> THINGS TO DO
1. Answer these about the forum thread on connecting a current transformer to a PIC:
(a) What ratio is the current transformer the first poster is using?
(b) What does kam say to connect to the output of the transformer?
(c) In kam's last post, what will the op-amp output for a 1V input?
2. Put this sentence from the current transformer forum thread into Spanish: "Then you measure the voltage across the resistor."
3. Rewrite the current transformer forum thread from "Please help ." to "you the current.", changing "shunt resistor" to "sense resistor".

Title: How to interface Current Transformer ( 30:5 ) into 16F877 PIC
Post by: fromdawest on December 25, 2012, 11:49:05 AM
I want to make a simple ammeter circuit using PIC16F877 . To measure the current I'm using a simple CURRENT TRANSFORMER ( 30:5 A ) . So what i want is to, get this current transformer output and make it the input to the PIC IC ( to it's ADC ), and then to drive a small LCD to show the current value .

So I want to know how to interface a CURRENT TRANSFORMER with the pic 16f877 in proteus . I tried but even i cant find the current transformer element in proteus 7.x .

Please help .
Title: Re: How to interface Current Transformer ( 30:5 ) into 16F877 PIC
Post by: kam on January 02, 2013, 10:53:37 AM
you will use a shunt resistor. Connect the resistor to the output of the transformer. Then you measure the voltage across the resistor. Ohms law will give you the current.
Title: Re: How to interface Current Transformer ( 30:5 ) into 16F877 PIC
Post by: cheerio on January 02, 2013, 19:54:48 PM
i bet you want to measure AC... so you have to rectify the shunt signal without losses. check this out: http://sound.westhost.com/appnotes/an001.htm (http://sound.westhost.com/appnotes/an001.htm)
Title: Re: How to interface Current Transformer ( 30:5 ) into 16F877 PIC
Post by: kam on January 14, 2013, 09:00:11 AM
hmmmm i've never thought of this diode trick... But why the diode is at the output instead of the input? The result would be the same, right? Am i missing something here?
Title: Re: How to interface Current Transformer ( 30:5 ) into 16F877 PIC
Post by: cheerio on January 14, 2013, 15:51:24 PM
let's assume that we have a signal of 100mv and you put the diode at the input... problem isn't it?
Title: Re: How to interface Current Transformer ( 30:5 ) into 16F877 PIC
Post by: kam on January 14, 2013, 15:58:48 PM
let's assume that we have a signal of 100mv and you put the diode at the input... problem isn't it?
Sure, but the op-amp is a buffer, not amplifier, so the problem stands for both situations (diode at input or output).

hmmmm i wonder....

Now that i think of it again, the 0.7V of the output diode will be compensated by the op-amp... 1V input will cause the opamp to output 1.7 in order to have same + and -...
I knew that it was a good idea....

> ENTRIES SHOWN

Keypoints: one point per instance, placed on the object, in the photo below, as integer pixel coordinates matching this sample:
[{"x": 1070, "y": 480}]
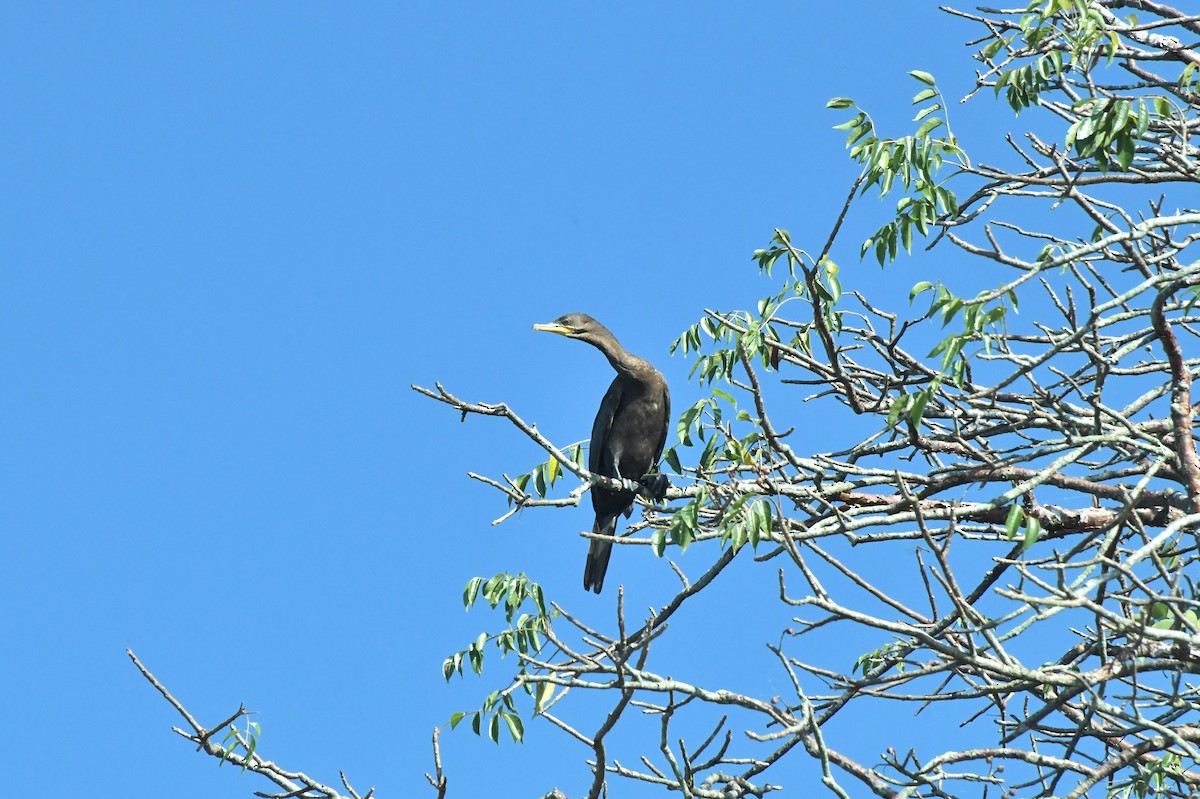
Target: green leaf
[
  {"x": 923, "y": 95},
  {"x": 515, "y": 727},
  {"x": 927, "y": 126},
  {"x": 925, "y": 112},
  {"x": 918, "y": 407},
  {"x": 1032, "y": 529},
  {"x": 1015, "y": 516}
]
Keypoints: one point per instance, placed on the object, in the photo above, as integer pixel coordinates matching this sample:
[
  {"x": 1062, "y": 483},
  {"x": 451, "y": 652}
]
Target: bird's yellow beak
[{"x": 553, "y": 326}]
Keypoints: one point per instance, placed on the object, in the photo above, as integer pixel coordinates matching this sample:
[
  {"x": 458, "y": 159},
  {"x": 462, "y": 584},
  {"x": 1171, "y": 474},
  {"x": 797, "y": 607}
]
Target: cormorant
[{"x": 627, "y": 438}]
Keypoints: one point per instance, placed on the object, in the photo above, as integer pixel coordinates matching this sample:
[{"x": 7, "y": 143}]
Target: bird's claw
[
  {"x": 657, "y": 485},
  {"x": 631, "y": 486}
]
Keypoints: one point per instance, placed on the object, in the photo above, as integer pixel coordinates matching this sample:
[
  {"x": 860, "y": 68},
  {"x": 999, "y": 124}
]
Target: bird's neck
[{"x": 621, "y": 360}]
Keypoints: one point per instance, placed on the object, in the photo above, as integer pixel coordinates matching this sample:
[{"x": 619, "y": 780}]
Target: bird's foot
[
  {"x": 657, "y": 485},
  {"x": 631, "y": 486}
]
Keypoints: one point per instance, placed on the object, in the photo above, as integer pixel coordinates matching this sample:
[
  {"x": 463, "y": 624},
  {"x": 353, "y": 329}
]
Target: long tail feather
[{"x": 598, "y": 553}]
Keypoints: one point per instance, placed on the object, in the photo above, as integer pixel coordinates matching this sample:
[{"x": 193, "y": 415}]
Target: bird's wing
[
  {"x": 600, "y": 460},
  {"x": 666, "y": 422}
]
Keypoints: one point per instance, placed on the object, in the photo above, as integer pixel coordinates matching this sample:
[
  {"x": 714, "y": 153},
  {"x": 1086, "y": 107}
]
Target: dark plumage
[{"x": 628, "y": 434}]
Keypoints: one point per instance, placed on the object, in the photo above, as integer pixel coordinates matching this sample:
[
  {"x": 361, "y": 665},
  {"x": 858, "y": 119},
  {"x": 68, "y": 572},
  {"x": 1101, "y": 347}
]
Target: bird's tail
[{"x": 598, "y": 553}]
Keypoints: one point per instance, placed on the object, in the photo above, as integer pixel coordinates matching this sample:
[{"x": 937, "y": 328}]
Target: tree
[{"x": 1032, "y": 482}]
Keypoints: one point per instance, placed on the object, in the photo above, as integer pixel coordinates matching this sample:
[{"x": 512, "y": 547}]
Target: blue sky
[{"x": 233, "y": 235}]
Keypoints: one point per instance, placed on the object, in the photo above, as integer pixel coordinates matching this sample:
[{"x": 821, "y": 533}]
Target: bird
[{"x": 627, "y": 437}]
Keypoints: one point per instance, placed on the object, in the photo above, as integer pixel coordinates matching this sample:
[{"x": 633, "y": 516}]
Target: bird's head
[{"x": 573, "y": 325}]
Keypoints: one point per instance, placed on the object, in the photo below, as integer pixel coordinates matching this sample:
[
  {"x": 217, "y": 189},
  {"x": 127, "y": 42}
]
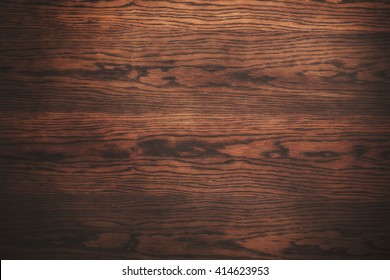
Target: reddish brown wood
[{"x": 194, "y": 129}]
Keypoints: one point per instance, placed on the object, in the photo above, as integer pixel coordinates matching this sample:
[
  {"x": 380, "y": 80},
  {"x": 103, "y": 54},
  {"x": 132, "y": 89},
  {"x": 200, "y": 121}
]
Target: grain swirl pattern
[{"x": 195, "y": 129}]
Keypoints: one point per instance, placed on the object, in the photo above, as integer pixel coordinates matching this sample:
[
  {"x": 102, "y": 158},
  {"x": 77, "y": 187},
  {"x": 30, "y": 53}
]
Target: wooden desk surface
[{"x": 195, "y": 129}]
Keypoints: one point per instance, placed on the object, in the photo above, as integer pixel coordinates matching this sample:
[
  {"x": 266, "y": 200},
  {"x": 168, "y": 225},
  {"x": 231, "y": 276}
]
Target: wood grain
[{"x": 195, "y": 129}]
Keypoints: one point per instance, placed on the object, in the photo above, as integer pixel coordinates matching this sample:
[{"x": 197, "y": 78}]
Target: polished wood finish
[{"x": 195, "y": 129}]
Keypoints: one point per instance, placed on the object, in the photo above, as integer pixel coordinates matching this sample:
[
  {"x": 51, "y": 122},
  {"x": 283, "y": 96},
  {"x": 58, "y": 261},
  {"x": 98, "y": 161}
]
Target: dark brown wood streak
[{"x": 201, "y": 129}]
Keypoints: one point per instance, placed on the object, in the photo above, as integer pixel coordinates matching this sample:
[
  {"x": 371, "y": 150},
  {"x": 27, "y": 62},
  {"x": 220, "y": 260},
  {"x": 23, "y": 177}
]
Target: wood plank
[{"x": 194, "y": 129}]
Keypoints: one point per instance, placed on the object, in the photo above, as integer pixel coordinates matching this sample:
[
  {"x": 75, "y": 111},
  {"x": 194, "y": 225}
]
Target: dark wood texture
[{"x": 195, "y": 129}]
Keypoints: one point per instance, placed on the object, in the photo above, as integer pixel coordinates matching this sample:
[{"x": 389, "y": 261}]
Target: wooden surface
[{"x": 195, "y": 129}]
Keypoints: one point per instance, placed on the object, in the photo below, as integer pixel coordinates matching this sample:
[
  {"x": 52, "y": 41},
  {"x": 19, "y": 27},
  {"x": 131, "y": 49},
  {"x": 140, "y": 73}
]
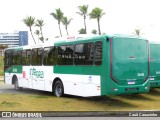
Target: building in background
[
  {"x": 14, "y": 39},
  {"x": 18, "y": 38}
]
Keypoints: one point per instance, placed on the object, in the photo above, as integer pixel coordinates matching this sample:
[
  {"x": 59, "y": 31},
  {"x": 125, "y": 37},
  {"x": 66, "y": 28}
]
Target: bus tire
[
  {"x": 58, "y": 89},
  {"x": 16, "y": 86}
]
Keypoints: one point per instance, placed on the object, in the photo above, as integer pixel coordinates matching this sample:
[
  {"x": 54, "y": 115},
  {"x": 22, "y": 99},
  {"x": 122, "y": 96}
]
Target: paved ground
[{"x": 5, "y": 88}]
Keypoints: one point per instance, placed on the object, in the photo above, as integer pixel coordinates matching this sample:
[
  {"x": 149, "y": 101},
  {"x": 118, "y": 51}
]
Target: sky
[{"x": 121, "y": 16}]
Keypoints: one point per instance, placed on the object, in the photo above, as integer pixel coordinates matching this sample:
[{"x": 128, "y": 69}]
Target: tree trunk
[
  {"x": 99, "y": 27},
  {"x": 85, "y": 25},
  {"x": 60, "y": 29},
  {"x": 67, "y": 31},
  {"x": 42, "y": 34},
  {"x": 32, "y": 35}
]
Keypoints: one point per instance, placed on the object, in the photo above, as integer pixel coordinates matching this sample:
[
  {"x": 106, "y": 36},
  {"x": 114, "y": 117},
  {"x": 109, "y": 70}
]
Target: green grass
[
  {"x": 1, "y": 65},
  {"x": 46, "y": 102}
]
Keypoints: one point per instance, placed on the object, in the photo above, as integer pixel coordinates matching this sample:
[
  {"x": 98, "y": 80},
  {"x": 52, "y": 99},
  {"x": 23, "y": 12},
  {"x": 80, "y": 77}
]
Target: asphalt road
[{"x": 9, "y": 89}]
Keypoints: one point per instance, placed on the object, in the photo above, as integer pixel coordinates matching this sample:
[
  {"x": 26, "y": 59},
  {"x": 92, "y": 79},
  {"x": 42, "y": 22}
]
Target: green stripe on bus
[{"x": 14, "y": 69}]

> ANSWERS TO THE PROBLEMS
1.
(a) 30:5 A
(b) A shunt resistor
(c) 1.7

2. Luego mides el voltaje en la resistencia.

3.
Please help .
Title: Re: How to interface Current Transformer ( 30:5 ) into 16F877 PIC
Post by: kam on January 02, 2013, 10:53:37 AM
you will use a sense resistor. Connect the resistor to the output of the transformer. Then you measure the voltage across the resistor. Ohms law will give you the current.